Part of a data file

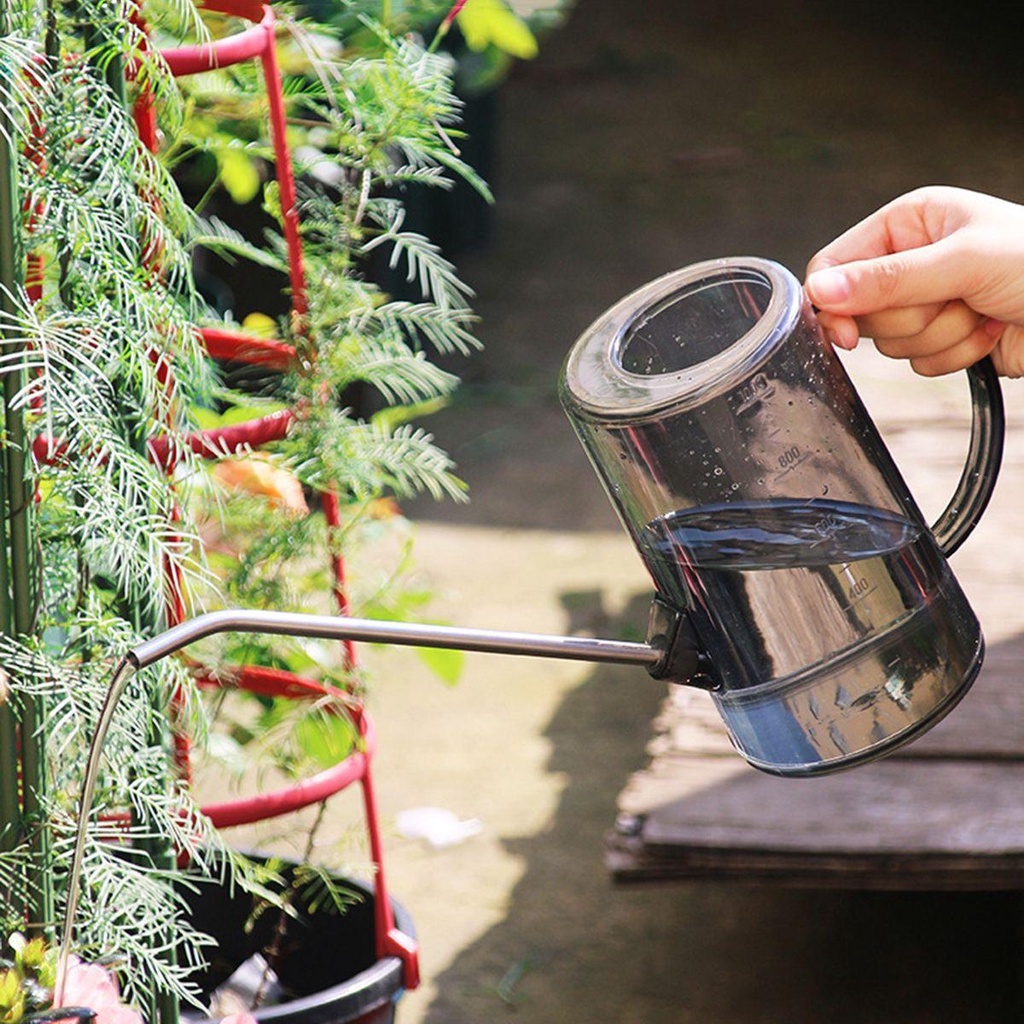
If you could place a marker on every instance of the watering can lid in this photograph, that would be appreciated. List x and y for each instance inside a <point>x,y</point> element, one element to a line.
<point>596,384</point>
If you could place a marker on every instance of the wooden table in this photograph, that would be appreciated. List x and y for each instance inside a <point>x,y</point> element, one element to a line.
<point>945,812</point>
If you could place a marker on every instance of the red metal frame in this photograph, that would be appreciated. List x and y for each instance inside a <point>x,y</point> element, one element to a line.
<point>258,43</point>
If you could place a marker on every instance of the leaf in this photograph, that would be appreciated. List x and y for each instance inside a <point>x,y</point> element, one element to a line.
<point>238,175</point>
<point>445,665</point>
<point>485,23</point>
<point>325,738</point>
<point>260,325</point>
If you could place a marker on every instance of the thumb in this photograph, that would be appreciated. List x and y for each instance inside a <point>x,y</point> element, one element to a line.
<point>914,276</point>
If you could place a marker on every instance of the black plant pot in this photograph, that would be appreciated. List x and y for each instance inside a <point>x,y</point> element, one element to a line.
<point>329,969</point>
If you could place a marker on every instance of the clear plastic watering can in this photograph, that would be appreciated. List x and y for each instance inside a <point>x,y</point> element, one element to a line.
<point>771,516</point>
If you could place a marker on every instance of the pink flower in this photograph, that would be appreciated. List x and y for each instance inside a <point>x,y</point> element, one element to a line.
<point>92,986</point>
<point>453,13</point>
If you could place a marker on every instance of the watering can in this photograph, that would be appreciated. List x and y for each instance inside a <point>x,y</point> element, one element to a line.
<point>795,577</point>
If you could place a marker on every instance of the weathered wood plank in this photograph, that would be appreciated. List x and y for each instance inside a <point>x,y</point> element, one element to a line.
<point>946,811</point>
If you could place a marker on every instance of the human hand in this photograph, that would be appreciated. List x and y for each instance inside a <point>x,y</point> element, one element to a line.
<point>935,276</point>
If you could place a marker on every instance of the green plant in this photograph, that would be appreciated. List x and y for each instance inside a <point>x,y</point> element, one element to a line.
<point>100,356</point>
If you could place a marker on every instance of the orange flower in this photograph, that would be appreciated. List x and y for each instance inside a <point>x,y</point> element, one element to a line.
<point>257,475</point>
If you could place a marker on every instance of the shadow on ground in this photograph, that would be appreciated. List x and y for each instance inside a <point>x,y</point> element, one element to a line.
<point>645,137</point>
<point>573,948</point>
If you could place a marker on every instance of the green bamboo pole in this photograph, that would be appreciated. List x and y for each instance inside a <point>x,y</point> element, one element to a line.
<point>22,612</point>
<point>10,809</point>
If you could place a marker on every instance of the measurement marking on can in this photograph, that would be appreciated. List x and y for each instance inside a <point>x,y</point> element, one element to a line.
<point>790,460</point>
<point>859,587</point>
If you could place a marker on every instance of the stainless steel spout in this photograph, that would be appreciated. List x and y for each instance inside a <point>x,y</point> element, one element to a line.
<point>651,655</point>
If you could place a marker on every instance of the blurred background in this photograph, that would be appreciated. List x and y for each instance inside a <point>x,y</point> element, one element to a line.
<point>643,137</point>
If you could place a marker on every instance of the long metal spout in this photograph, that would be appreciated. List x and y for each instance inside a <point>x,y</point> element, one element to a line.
<point>650,654</point>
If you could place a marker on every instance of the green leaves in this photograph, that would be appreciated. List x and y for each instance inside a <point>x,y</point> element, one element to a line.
<point>492,23</point>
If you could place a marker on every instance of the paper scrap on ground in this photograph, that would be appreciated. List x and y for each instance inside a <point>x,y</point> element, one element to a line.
<point>436,826</point>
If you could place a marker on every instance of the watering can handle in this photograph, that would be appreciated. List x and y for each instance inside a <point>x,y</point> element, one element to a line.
<point>985,455</point>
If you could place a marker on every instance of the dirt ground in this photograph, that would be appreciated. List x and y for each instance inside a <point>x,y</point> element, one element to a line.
<point>644,137</point>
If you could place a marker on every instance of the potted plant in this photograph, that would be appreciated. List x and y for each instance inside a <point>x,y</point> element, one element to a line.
<point>114,413</point>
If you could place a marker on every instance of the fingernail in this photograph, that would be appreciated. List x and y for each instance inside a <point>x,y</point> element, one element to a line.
<point>993,328</point>
<point>828,288</point>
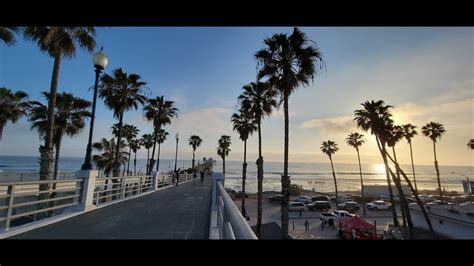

- Aim of the task: Can you transcribe, word for word, the lines of the items above that run from the one containing "of the human" through the one containing "<point>100,356</point>", inclusive?

- Output for this exercise:
If you could place a marker on every instance of the human hand in this photograph, that would be appreciated. List x and y for each instance inside a <point>x,y</point> element, one element to a line.
<point>935,276</point>
If you could place a marker on every instance of the green plant in this photograph, that would be appreciated. List x and y for each instance inside a <point>x,y</point> element, one element to a line.
<point>100,356</point>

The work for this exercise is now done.